━━━━━ PAGE EXTRACT
Restoring Altazor Forest
Michael Pilarski uses Restoration Forestry to cover a movement and discipline that draws on old traditions to heal degraded forests and provide a steady yield of high-value timber. Restoration is one of 8 paths (identified by Michael Soule) for potential biotic survival. Restoration areas are also a kind of wilderness (as identified by Alan Wittbecker) which are set in a pattern by human activity, but which should not need further intervention. Restoration usually involves intensive management of small areas to restore sets of species. EI identifies candidate ecosystems for restoration using landscape ecology and conservation biology.
━━━━━━━━━━
__SET OF TASKS__.
[a] From the passage on restoring Altazor Forest, output the span that begins with the words "Restoring Altazor Forest" and ends after the words "and conservation biology.".
[b] Extend the passage on restoring Altazor Forest by writing what comes after its final sentence.
The records can be set aside; they are not needed here.
━━━━━ RAW DATA
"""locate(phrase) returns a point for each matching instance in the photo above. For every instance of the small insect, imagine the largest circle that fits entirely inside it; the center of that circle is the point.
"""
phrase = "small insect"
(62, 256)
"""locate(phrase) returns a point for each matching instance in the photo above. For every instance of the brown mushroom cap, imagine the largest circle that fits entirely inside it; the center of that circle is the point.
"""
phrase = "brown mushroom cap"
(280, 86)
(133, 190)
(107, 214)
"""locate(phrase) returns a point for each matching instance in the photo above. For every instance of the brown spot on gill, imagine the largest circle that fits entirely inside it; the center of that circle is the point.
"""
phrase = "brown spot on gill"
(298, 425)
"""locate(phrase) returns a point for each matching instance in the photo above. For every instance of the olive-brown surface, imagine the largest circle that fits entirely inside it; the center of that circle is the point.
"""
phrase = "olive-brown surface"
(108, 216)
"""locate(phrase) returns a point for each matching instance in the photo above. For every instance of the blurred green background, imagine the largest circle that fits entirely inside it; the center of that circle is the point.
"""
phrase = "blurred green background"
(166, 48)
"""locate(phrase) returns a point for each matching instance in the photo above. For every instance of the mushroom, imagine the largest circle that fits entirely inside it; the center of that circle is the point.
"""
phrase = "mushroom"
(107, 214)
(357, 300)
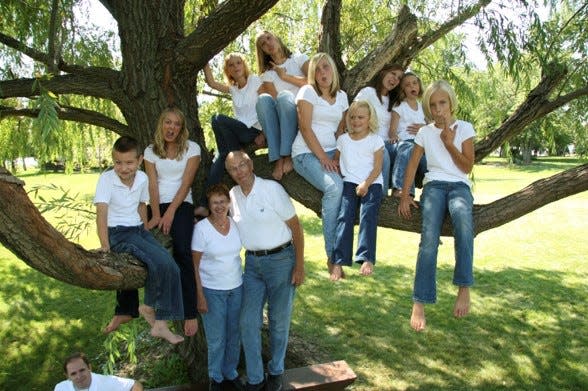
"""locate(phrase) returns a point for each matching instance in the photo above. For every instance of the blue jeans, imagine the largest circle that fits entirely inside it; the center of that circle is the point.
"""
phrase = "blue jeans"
(368, 224)
(279, 121)
(221, 326)
(439, 197)
(162, 286)
(181, 234)
(230, 134)
(403, 152)
(267, 279)
(331, 184)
━━━━━━━━━━
__RESPONSES IN ORDER__.
[a]
Restoring Altazor Forest
Michael Pilarski uses Restoration Forestry to cover a movement and discipline that draws on old traditions to heal degraded forests and provide a steady yield of high-value timber. Restoration is one of 8 paths (identified by Michael Soule) for potential biotic survival. Restoration areas are also a kind of wilderness (as identified by Alan Wittbecker) which are set in a pattern by human activity, but which should not need further intervention. Restoration usually involves intensive management of small areas to restore sets of species. EI identifies candidate ecosystems for restoration using landscape ecology and conservation biology.

[b]
Good designs for restoration learn to embrace error and failure, so necessary in open systems. Most forest designs will not be restorations, because of the uncertainty about the kinds and associations of native vegetation. Furthermore, humans are now an large part, although not yet an integral part, of forest ecosystems; therefore it could not be restored to a premodern or prehuman state (and even if it could be, which state would be best?). The design is not the biotechnological design of a new ecosystem, either; we cannot accurately control and predict ecological events in most ecosystems. However, we can steer some of the events in a known direction—known because we have historical records of the system, although not complete.
Restoration plans are automatically included in Ecoforestry plans for forested land. EI has started a restoration of an oak woodland at the Mountain Grove Forest in Oregon. Begun by Dennis Martinez, this project is the first of several there (check out our research page).